> _Aim of the exercise_: Reproduce verbatim the rows starting with the line containing "Where can you see the tent" and ending with the line containing "<point>453,101</point>", including both of those lines.

────────────────────────────────────────

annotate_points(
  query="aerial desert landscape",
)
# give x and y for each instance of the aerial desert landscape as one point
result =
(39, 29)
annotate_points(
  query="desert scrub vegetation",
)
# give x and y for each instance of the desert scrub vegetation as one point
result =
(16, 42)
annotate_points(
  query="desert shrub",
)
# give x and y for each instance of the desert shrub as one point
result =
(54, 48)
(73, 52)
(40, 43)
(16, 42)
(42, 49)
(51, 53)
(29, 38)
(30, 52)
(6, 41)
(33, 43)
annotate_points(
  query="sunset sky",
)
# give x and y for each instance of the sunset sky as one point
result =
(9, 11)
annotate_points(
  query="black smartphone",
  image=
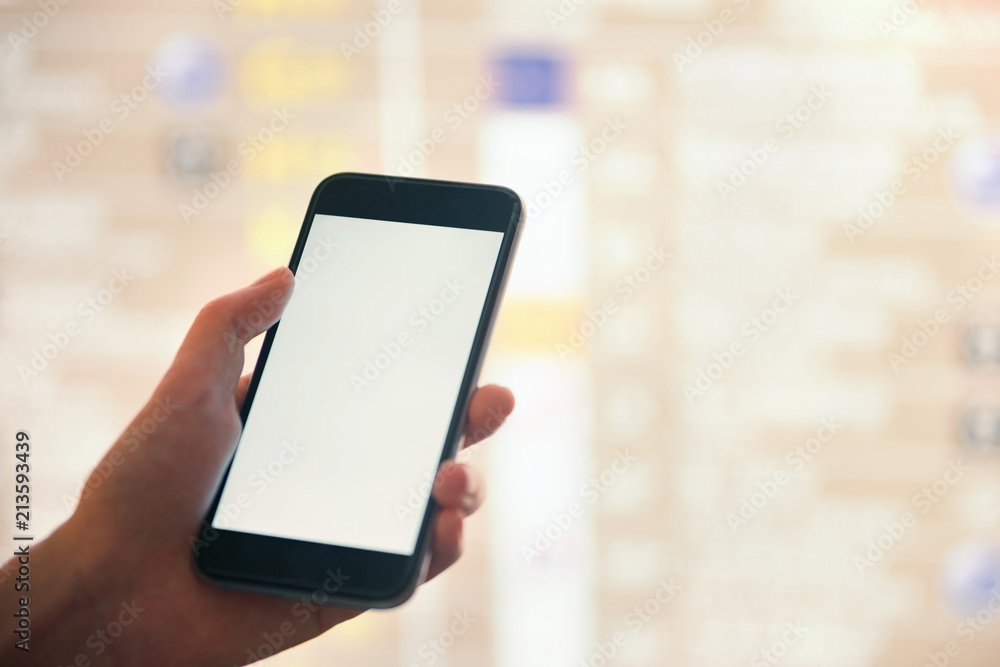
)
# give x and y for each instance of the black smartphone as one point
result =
(361, 389)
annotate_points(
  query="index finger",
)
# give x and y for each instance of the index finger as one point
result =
(489, 407)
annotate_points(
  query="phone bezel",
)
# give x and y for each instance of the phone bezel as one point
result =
(365, 578)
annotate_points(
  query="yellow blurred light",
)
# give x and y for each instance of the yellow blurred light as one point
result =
(281, 71)
(271, 234)
(536, 325)
(300, 157)
(288, 7)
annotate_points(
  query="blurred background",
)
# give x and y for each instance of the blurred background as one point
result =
(753, 327)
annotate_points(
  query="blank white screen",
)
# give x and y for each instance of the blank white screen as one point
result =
(353, 407)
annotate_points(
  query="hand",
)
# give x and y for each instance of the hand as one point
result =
(116, 583)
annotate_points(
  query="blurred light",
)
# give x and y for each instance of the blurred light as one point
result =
(980, 429)
(195, 71)
(976, 173)
(533, 81)
(971, 576)
(192, 154)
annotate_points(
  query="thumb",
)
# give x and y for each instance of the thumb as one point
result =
(211, 356)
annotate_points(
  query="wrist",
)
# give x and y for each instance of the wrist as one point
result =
(58, 591)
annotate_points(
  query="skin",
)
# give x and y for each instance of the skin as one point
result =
(129, 539)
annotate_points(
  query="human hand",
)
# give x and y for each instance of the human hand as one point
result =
(116, 583)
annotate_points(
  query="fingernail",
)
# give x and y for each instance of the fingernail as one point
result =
(471, 491)
(268, 277)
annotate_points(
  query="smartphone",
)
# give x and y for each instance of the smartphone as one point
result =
(360, 390)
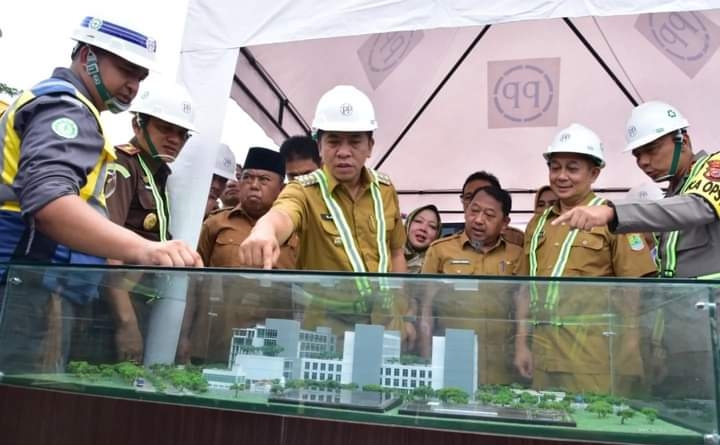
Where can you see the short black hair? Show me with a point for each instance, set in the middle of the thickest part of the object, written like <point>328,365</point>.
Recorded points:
<point>484,176</point>
<point>300,147</point>
<point>499,195</point>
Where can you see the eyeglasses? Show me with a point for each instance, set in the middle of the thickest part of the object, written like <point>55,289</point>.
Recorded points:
<point>249,178</point>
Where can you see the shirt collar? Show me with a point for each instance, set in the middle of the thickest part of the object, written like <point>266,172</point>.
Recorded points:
<point>365,178</point>
<point>556,208</point>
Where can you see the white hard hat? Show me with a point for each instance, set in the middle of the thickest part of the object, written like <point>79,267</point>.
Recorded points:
<point>344,108</point>
<point>577,139</point>
<point>647,191</point>
<point>650,121</point>
<point>168,101</point>
<point>225,163</point>
<point>124,42</point>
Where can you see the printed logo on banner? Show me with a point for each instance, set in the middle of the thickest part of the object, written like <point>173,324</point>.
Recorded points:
<point>382,53</point>
<point>523,93</point>
<point>688,39</point>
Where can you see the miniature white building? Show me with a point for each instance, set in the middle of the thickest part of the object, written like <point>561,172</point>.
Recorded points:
<point>304,354</point>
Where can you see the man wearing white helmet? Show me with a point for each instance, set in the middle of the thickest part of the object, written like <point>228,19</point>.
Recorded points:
<point>345,214</point>
<point>567,343</point>
<point>689,245</point>
<point>136,196</point>
<point>224,170</point>
<point>52,204</point>
<point>688,223</point>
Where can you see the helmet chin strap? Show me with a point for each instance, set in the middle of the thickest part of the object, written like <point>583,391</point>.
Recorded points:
<point>153,150</point>
<point>112,103</point>
<point>678,140</point>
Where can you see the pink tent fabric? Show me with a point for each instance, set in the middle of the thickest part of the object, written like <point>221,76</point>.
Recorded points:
<point>455,100</point>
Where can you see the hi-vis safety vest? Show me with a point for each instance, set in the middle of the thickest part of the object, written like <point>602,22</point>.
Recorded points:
<point>17,237</point>
<point>92,191</point>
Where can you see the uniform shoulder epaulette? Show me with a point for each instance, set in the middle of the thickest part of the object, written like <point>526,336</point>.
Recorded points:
<point>128,149</point>
<point>307,180</point>
<point>383,178</point>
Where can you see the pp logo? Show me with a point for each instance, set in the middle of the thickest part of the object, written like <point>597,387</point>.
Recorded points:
<point>382,53</point>
<point>523,93</point>
<point>346,109</point>
<point>687,39</point>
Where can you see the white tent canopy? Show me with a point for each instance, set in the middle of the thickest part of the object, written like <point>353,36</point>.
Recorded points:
<point>459,86</point>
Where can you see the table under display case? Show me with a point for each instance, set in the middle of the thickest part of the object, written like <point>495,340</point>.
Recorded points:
<point>231,356</point>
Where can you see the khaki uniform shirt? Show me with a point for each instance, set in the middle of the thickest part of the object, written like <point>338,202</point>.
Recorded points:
<point>320,244</point>
<point>487,310</point>
<point>226,302</point>
<point>132,203</point>
<point>223,232</point>
<point>587,311</point>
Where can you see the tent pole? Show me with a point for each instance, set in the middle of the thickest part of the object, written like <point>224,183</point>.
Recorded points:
<point>435,92</point>
<point>600,60</point>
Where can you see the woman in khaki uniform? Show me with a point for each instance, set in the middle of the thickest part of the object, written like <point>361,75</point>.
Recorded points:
<point>479,250</point>
<point>585,335</point>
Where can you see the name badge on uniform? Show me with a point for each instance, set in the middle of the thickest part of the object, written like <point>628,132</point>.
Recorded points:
<point>460,261</point>
<point>150,221</point>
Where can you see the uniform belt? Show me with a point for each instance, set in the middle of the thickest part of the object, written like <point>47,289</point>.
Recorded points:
<point>7,193</point>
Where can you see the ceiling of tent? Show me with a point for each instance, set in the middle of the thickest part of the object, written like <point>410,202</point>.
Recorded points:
<point>453,101</point>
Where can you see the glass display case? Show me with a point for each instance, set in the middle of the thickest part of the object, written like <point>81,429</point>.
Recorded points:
<point>621,361</point>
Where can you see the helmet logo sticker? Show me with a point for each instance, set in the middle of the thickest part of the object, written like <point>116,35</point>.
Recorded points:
<point>346,109</point>
<point>95,24</point>
<point>151,45</point>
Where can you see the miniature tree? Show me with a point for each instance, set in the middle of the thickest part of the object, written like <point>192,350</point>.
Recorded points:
<point>452,395</point>
<point>601,408</point>
<point>650,414</point>
<point>625,414</point>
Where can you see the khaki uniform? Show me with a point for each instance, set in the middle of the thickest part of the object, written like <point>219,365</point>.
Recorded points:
<point>570,346</point>
<point>132,203</point>
<point>336,303</point>
<point>227,302</point>
<point>488,311</point>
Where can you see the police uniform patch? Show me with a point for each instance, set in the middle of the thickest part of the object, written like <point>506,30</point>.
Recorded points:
<point>150,221</point>
<point>636,242</point>
<point>65,128</point>
<point>712,171</point>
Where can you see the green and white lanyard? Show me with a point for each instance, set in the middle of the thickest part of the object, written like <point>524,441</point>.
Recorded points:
<point>562,259</point>
<point>667,265</point>
<point>351,249</point>
<point>163,205</point>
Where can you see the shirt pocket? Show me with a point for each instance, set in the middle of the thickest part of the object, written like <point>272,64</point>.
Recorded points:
<point>588,256</point>
<point>227,248</point>
<point>146,198</point>
<point>458,266</point>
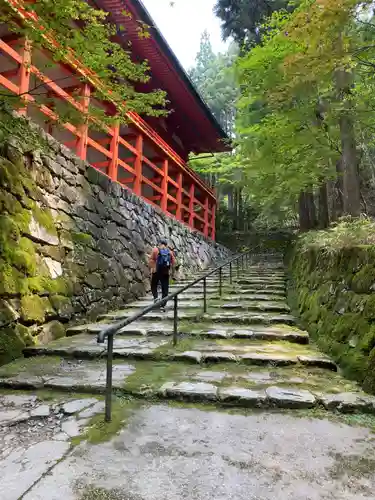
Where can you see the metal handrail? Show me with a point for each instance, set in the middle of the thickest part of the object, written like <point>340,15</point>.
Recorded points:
<point>112,330</point>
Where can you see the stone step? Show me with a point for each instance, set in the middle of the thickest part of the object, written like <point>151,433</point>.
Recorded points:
<point>145,328</point>
<point>235,350</point>
<point>236,281</point>
<point>198,304</point>
<point>245,318</point>
<point>226,288</point>
<point>245,387</point>
<point>257,297</point>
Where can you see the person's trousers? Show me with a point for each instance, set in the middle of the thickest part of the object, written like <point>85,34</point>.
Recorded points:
<point>163,279</point>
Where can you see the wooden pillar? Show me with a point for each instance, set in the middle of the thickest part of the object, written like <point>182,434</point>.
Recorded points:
<point>164,186</point>
<point>138,165</point>
<point>213,222</point>
<point>81,149</point>
<point>191,205</point>
<point>113,166</point>
<point>179,196</point>
<point>24,74</point>
<point>206,219</point>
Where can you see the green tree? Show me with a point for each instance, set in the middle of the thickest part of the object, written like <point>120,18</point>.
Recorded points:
<point>306,97</point>
<point>93,43</point>
<point>214,78</point>
<point>242,19</point>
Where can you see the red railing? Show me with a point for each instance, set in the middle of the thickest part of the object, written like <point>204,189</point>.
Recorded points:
<point>135,156</point>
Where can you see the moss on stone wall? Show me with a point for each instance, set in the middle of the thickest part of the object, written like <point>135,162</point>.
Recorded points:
<point>333,291</point>
<point>69,246</point>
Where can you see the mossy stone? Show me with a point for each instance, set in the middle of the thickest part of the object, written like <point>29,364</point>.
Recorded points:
<point>12,281</point>
<point>7,313</point>
<point>11,346</point>
<point>81,238</point>
<point>25,334</point>
<point>33,309</point>
<point>364,279</point>
<point>62,305</point>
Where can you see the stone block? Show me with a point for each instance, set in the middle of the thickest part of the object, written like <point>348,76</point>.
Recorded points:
<point>242,397</point>
<point>78,405</point>
<point>41,235</point>
<point>198,391</point>
<point>283,397</point>
<point>348,402</point>
<point>8,313</point>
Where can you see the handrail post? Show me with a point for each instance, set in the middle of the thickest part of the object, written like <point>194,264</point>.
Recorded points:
<point>108,388</point>
<point>175,325</point>
<point>205,295</point>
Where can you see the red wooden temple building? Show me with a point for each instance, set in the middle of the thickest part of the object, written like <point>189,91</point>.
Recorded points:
<point>148,155</point>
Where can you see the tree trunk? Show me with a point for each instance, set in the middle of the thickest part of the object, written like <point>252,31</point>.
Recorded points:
<point>337,193</point>
<point>310,204</point>
<point>349,158</point>
<point>307,212</point>
<point>323,206</point>
<point>241,221</point>
<point>235,209</point>
<point>304,216</point>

────────────────────────────────────────

> _Response for this exercise_:
Where can you see the tent pole? Show me with a point for each instance, set in the middle of the thickest part of the object, written like <point>224,183</point>.
Recorded points:
<point>435,92</point>
<point>600,60</point>
Where can you see the woman in khaki uniform? Show me with a point for each instance, set in the middle of the thickest part of the object, written like <point>361,75</point>.
Recorded points:
<point>479,250</point>
<point>585,335</point>
Where can you see the name badge on uniform? Show me with a point for each instance, set in the middle of the thickest part of the object, written like <point>628,132</point>.
Recorded points:
<point>460,261</point>
<point>150,221</point>
Where can you see the uniform belt? Show me with a point for each instance, set in the middle of the thickest part of the object, written like <point>47,289</point>.
Recorded points:
<point>7,193</point>
Where can you see the ceiling of tent? Show me with a point for each instance, set in the middle of the thickest part of the object, written like <point>410,202</point>.
Recorded points:
<point>453,101</point>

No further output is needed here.